--- START ---

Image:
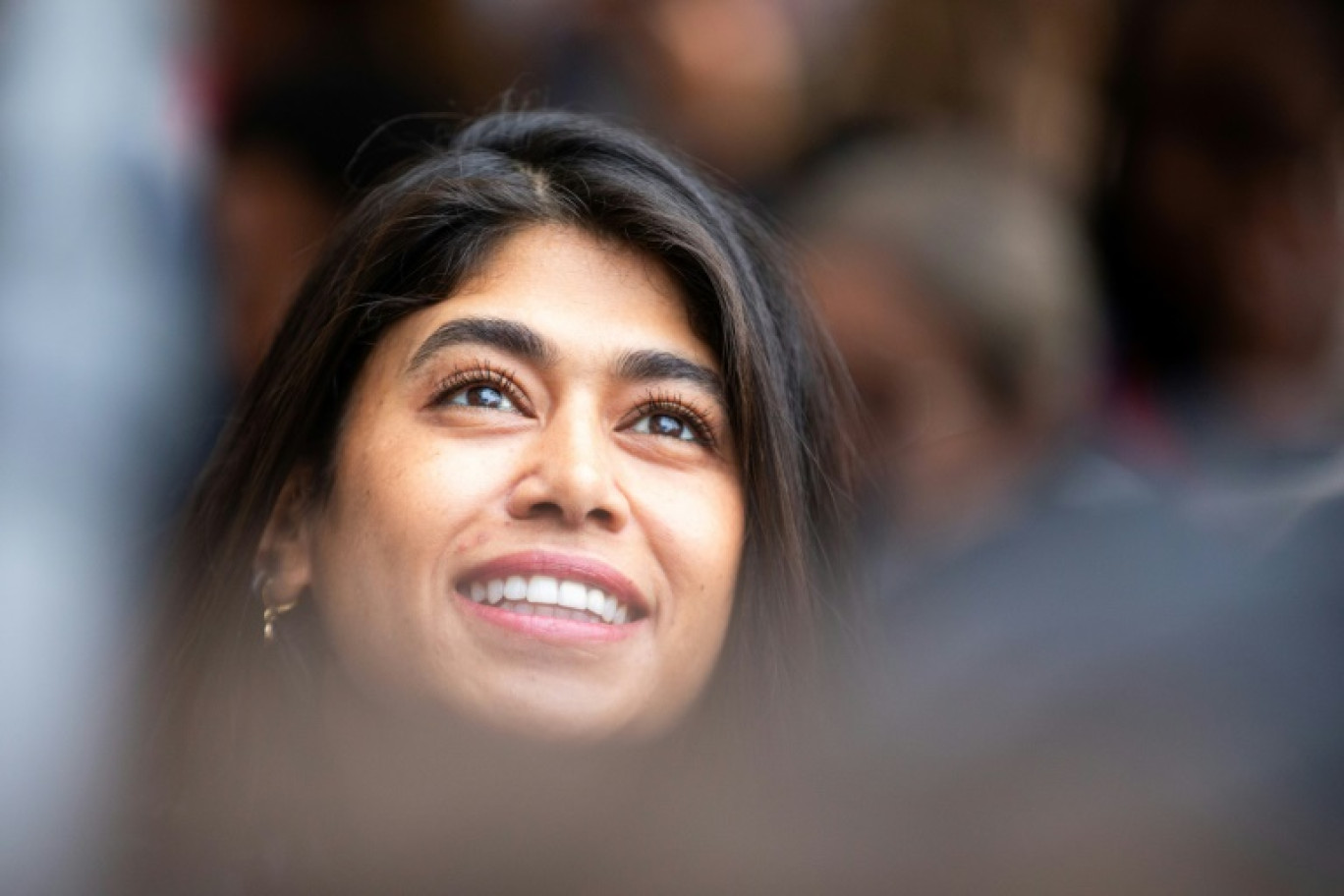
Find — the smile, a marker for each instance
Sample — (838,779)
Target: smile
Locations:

--- END ---
--- START ---

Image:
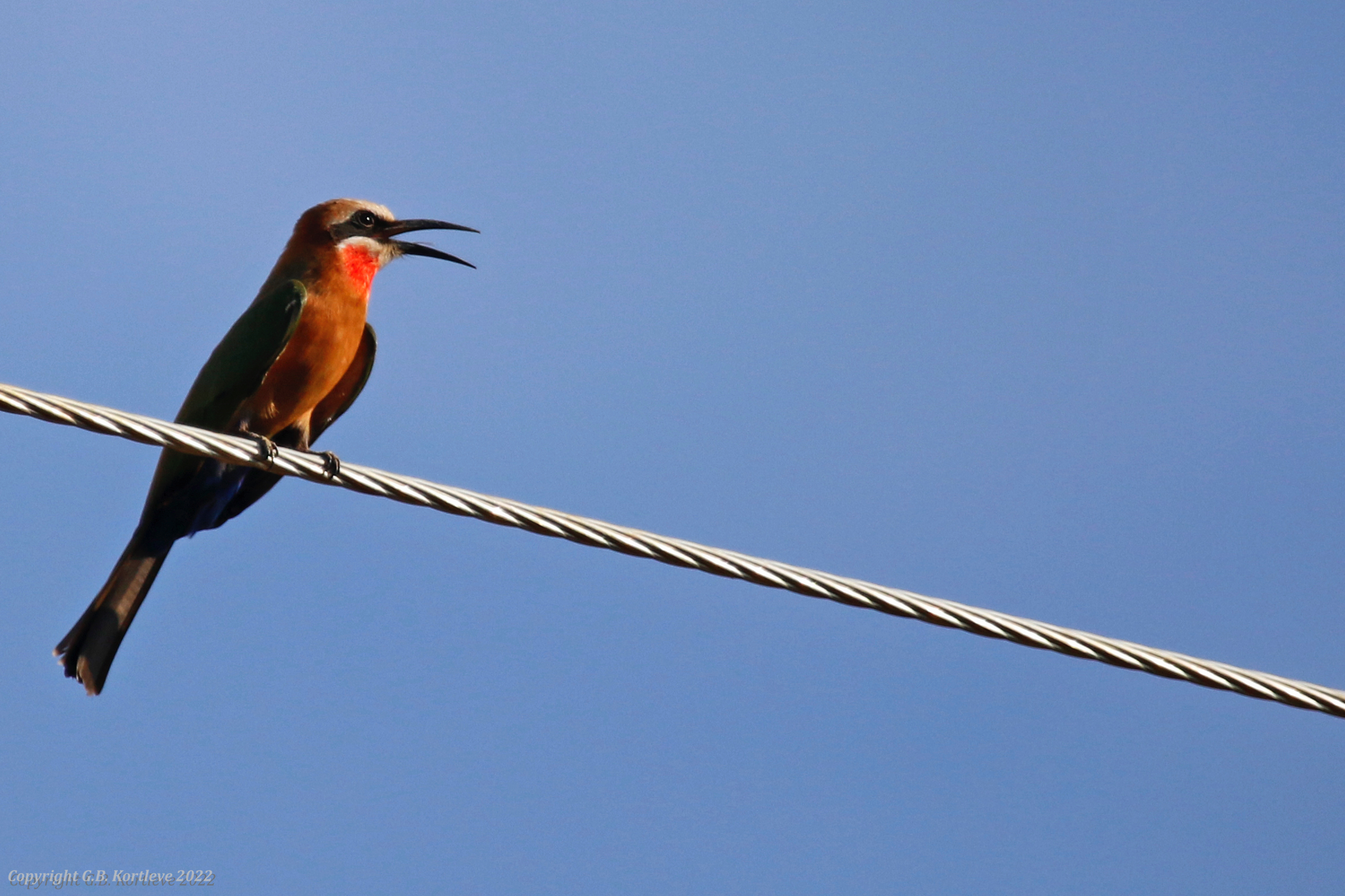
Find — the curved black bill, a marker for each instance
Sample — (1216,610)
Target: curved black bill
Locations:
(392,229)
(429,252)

--- END ---

Aim of the exercise
Lines of the listing above that hold the string "Find" should each be copied.

Result for this task
Find — the smile, a marker for each instance
Find — the curved black bill, a marker for each instance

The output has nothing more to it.